[Task instructions]
Gather every line in the records below that contains the word "stone", and copy each one in full.

___ Working data ___

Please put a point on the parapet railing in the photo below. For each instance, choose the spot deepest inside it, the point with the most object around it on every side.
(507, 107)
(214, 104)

___
___ Working data ___

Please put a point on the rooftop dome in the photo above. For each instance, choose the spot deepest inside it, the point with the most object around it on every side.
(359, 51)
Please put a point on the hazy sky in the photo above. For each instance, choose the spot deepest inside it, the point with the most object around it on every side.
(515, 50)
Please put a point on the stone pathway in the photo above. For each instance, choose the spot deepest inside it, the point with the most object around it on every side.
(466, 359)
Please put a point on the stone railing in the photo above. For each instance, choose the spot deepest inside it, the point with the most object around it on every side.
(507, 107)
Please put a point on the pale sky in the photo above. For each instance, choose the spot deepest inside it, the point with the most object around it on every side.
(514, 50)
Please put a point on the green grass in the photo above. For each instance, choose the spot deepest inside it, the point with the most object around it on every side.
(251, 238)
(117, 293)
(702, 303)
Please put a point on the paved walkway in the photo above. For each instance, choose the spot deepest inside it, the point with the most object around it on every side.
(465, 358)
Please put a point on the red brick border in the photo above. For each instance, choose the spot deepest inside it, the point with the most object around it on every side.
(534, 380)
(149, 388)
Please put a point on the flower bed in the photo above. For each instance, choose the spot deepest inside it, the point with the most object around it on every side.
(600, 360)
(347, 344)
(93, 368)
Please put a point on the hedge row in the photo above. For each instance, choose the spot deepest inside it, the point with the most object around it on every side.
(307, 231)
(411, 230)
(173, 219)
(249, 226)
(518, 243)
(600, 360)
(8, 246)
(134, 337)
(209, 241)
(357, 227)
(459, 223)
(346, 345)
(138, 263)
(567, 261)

___

[Exercise output]
Please put a point on the stone pathway in the photo above. For each instance, choose the spot deepest inside it, the point with the most object around it on every side.
Please put a point on the stone railing in the photo above. For each instance, choose the spot deepest inside it, the point with the most object around it on every side.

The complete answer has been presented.